**Text excerpt:**
========================================

Note: Even if some of the sample sizes are smaller than 10 participants, the minimum suggested sample size for a group should not be less than that (Hopkins, 2000).

Abbreviations: L‐ACC, left anterior cingulate cortex; L‐S1, left primary somatosensory; R‐AI, right anterior insula.

DISCUSSION

The aim of the current study was to assess the variability and effect sizes of intracranial current source density (CSD) estimations in pain research. The first part of the study consisted of a systematic review that was performed to examine the frequency that human pain studies reported sample size calculation, estimates of effect size and measures of central tendency and dispersion for CSD quantities. The review revealed that none of the 46 included studies reported sample size calculations and only 7 out of 46 reported the parameters needed for future sample size calculations. The second part of the study analyzed the test–retest reliability of CSD estimations during controlled experimental conditions. Here, EEG data collected during resting, non‐painful, and painful cuff‐pressure stimulation from 21 healthy participants were analyzed. Results show that LORETA CSD estimations are equally reliable for within‐session comparisons among all conditions, ROIs and frequencies, although estimations during REEG at S1 in the alpha band showed less between‐session variability than the rest of estimations. Finally, hypothetical sample size calculations were derived using effect sizes observed in the literature as well as effect sizes proposed following the observed variation in the experimental data.

Systematic review of effect sizes and variability of CSD estimates in pain‐related studies

None of the 46 included studies from the systematic review reported sample size calculations. This is in agreement with a previous systematic review in EEG studies, reporting that published articles rarely reported sample size calculations (Larson & Carbine, 2017). Still, this is not an exclusive trend in EEG, since studies using other neuroimaging techniques, such as fMRI, lack in reporting sample size calculation (Guo et al., 2014). Even though there has been a small improvement in this respect in other fields of medicine in recent years (Castellini, Gianola, Bonovas, & Moja, 2016), this is still far from optimal and journals should suggest and implement guidelines for appropriate sample size calculations (Lee & Tse, 2017).

Since the first study using LORETA was published in 1994, there should be plenty of data available to properly describe CSD estimations from different brain regions, as well as the expected differences due to experimental paradigms or clinical conditions. However, less than 20% of the articles included in the systematic review reported the minimum parameters required for future sample size calculations involving CSD estimations. In contrast, another systematic review on scalp EEG found that half of the articles provided information about central tendency and dispersion of EEG scalp potentials (Larson & Carbine, 2017). These parameters are not only useful for planning future studies, but also help in the peer‐review process to determine if the study was well‐planned and adequately powered.

Furthermore, the majority of the articles that did not report these parameters only reported images of voxel‐by‐voxel statistical maps, showing the locations of statistically significant variation of CSD estimations and not the actual effect sizes. Using these reported ‐values or , , or ‐statistics is not enough to calculate sample size for future studies (Sullivan & Feinn, 2012). More importantly, reporting the test statistics does not help in the evaluation of experimentally or clinically relevant effect sizes, which are crucial for the design of future experiments.

========================================

**Dataset section:**
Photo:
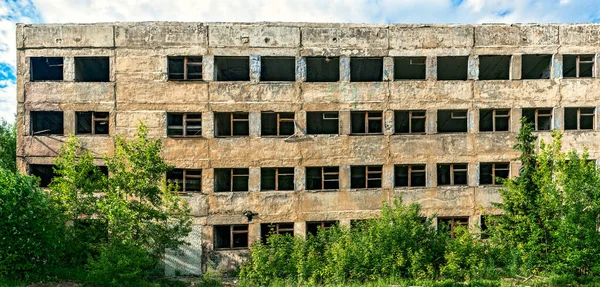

========================================

**Problem statement:**
Reproduce the stretch of the pain-research discussion from "Note: Even if" through "right anterior insula.".

**Written answer:**
Note: Even if some of the sample sizes are smaller than 10 participants, the minimum suggested sample size for a group should not be less than that (Hopkins, 2000).

Abbreviations: L‐ACC, left anterior cingulate cortex; L‐S1, left primary somatosensory; R‐AI, right anterior insula.